_Yapılacak İş_. Trump ve küreselleşme üzerine yazıyı kaldığı yerden sürdürünüz.

_Belge_.
######

Etiket arşivi: retorik tuzak

Trump ve küreselleşmenin üçüncü safhası

Trump ve küreselleşmenin üçüncü safhası-1

Prof. Dr. Emre Kongar

Önce Temel Tanımı Anımsayalım: Sovyetler Birliği’nin çökmesinden sonra ortaya çıkan Küreselleşme, ya da yabancı terminoloji ile, “Globalleşme” biri siyasal, biri ekonomik, biri de kültürel olarak üç boyutlu bir kavramdır.
Küreselleşme’nin siyasal ayağı, Amerika Birleşik Devletleri’nin siyasal egemenliği ve dünya üzerindeki siyasal jandarmalığıdır.
Küreselleşmenin ekonomik ayağı, uluslararası sermayenin egemenliğidir.
Küreselleşmenin kültürel ayağı, birbirinden farklı hatta, biri ötekine zıt iki ayrı oluşuma işaret eder.
Birinci oluşum, “mikromilliyetçilik” ve “mikrodincilik” biçiminde ortaya çıkmıştır.
Küreselleşmenin kültürel ayağının ikinci sonucu, özellikle tüketici davranışını etkileyerek, dünya çapında kültürel birörnekliğin önünü açmış olmasıdır.
***
Birinci Safha, Sahte Cennet:
1991’de Sovyetler Birliği resmen çöktükten sonra “Tarihin sonu geldi” , “Sınıf çatışmaları ve ulus devletler arası savaşlar bitti, sınırlar kalkacak”, “Silahlara akıtılan fonlar refahı arttıran üretime gidecek” gibi sonradan hepsinin palavra olduğu anlaşılan birçok beklenti dile getirildi.

######

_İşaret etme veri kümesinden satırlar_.
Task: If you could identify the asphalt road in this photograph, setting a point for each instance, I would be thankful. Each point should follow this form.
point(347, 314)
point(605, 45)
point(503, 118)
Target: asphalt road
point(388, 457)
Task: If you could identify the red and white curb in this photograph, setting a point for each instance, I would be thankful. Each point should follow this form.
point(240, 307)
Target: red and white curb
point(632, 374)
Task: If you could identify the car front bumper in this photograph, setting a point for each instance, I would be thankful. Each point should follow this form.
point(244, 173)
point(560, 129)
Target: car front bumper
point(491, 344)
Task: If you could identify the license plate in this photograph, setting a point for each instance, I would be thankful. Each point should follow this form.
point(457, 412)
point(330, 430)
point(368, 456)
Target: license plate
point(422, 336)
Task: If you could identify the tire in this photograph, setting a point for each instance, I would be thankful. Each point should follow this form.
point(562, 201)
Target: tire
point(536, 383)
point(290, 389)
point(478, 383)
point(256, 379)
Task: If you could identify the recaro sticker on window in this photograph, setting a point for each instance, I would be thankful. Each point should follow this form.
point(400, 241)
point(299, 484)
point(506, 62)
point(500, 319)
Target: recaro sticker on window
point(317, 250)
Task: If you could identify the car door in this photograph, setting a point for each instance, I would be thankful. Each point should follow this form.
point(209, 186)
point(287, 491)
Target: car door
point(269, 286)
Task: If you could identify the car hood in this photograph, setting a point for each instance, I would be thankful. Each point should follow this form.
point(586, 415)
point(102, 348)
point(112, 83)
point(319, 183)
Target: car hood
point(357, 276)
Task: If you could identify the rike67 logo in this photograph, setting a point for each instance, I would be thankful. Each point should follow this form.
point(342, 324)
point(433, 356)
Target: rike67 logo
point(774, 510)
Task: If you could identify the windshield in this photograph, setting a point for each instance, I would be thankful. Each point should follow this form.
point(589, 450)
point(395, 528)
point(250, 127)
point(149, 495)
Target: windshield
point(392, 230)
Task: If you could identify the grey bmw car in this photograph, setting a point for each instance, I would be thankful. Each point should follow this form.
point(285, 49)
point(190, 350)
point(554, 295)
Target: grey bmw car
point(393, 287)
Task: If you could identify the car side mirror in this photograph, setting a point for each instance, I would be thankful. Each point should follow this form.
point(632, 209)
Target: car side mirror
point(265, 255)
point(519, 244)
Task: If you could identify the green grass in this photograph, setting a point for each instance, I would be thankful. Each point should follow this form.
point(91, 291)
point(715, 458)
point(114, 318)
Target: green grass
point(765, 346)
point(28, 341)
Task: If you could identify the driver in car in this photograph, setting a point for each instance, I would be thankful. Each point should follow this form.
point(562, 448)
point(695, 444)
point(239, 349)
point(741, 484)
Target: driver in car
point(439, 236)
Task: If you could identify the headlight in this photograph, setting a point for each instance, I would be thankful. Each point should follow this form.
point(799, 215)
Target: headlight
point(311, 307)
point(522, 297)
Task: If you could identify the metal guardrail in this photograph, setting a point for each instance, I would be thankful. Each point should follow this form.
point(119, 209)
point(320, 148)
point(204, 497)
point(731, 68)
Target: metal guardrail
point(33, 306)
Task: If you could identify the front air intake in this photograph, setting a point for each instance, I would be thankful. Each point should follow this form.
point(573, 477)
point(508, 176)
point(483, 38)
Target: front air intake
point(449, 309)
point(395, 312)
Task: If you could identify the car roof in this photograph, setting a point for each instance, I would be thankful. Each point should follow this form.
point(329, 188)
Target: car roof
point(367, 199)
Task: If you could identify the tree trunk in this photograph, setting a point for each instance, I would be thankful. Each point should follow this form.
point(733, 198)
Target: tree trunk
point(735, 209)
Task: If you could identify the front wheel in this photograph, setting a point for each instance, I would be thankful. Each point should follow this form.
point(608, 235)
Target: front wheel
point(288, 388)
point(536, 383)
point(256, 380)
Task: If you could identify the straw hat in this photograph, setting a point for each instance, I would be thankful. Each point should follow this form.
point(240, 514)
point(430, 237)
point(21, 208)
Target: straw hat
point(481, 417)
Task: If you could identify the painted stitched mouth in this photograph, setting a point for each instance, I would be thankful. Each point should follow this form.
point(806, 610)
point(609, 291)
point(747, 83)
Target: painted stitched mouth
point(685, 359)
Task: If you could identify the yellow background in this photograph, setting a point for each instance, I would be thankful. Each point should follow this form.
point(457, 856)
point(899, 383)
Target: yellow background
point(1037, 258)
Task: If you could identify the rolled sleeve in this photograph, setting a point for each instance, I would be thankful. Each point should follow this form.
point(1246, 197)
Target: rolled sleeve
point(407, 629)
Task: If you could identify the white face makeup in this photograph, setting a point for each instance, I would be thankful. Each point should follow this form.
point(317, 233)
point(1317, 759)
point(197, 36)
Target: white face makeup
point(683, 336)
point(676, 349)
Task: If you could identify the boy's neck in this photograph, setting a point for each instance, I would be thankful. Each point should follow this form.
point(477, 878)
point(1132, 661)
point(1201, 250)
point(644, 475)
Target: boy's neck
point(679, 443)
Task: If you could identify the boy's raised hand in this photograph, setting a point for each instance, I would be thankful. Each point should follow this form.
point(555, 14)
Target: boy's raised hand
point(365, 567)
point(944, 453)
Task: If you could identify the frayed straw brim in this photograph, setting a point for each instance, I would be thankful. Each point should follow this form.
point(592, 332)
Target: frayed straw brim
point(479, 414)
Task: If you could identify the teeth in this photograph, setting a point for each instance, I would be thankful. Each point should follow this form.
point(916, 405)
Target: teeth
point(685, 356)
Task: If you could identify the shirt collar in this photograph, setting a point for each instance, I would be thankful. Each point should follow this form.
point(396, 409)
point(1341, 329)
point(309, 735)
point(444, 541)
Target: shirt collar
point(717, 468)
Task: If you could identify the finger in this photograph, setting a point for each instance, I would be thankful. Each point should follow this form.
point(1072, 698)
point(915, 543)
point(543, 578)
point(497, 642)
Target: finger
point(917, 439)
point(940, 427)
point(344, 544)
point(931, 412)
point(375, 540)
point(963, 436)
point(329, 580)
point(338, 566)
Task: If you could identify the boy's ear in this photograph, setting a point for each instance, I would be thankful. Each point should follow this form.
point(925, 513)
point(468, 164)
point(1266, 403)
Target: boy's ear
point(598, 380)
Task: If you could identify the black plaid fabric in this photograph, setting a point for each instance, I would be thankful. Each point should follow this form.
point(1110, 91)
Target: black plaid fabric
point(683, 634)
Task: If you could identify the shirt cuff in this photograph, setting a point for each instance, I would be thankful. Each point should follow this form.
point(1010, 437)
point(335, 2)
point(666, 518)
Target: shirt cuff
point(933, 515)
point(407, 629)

######

_Yanıt_.
Oysa bu Sahte Cennet söylemleriyle dolu olan safhada, Balkanlar’da, Kafkaslar’da ve Ortadoğu’da devlet yapıları yıkıldı ama yerlerine mikromilliyetçilik ve mikrodincilikten etkilenen, yıkılanlardan daha “ulusal devletler” kuruldu.
Üstelik de Huntington’un kuramsal olarak dile getirdiği, Batı-İslam uygarlıkları çatışması evresi, bizzat ABD’nin yarattığı Radikal Siyasal İslam Terörizmi uygulayan örgütlerle tüm dünyaya egemen oldu; böylece 10 yıl süren Birinci Safha bitti.
İkinci Safha, Küresel Terörün Yaygınlaşması ve Eşitsizliklerin Artması:
Başlangıcı 11 Eylül 2001’deki İkiz Kuleler saldırısı ile simgelenen İkinci Safha, Küreselleşme rüyasının hiç de pazarlandığı gibi olmadığını gösterdi.
Düşmanı Sovyetler çökünce hedefsiz kalan askeri olarak örgütlenmiş olan Radikal Siyasal İslam, tüm dünyada ABD’ye ve Batı’ya karşı saldırıya geçti.
Buna karşılık, liderliğini ve egemenliğini, değişen dünya koşullarında Avrupa ve Rusya ile paylaşmak istemeyen ve arkadan hızla gelen Çin’e karşı korumak isteyen ABD, Ortadoğu ve Kuzey Afrika’yı “Arap Baharı” denilen bir illüzyonla kana buladı. Yüz binlerce insan hayatını kaybetti ve milyonlarca mülteci, uygar dünyanın sorunu oldu.
Bu arada gelişmiş ülkelerle gelişmemiş ülkeler arasındaki fark da açılıyor, insanlık daha büyük sorunlarla karşı karşıya kalıyordu.
Küreselleşmenin, insan ve uyuşturucu ticaretini engelleyemediği, yoksullukla başa çıkamadığı ve uluslararası terörizme dur diyemediği anlaşılmış, yeniden ulus devlet modeline geri dönülmesi gündeme gelmişti.
Bütün bu olumsuzluklar, dünya halklarının Küreselleşmeyi savunan mevcut yönetimlere karşı, mikrodinci ve mikromilliyetçi eksenlerde tepkiler oluşturmasına yol açtı.
Böylece Küreselleşme, kendi içinde, askeri/siyasal ve ekonomik ayağıyla, kültürel/ideolojik/siyasal ayağı arasında çelişkiler yaşamaya başladı ve bu bizi üçüncü safhaya getirdi.
Üçüncü Safha, Mikromilliyetçilik ve Mikrodincilik Küreselleşmeye Karşı;
Brexit ve Trump.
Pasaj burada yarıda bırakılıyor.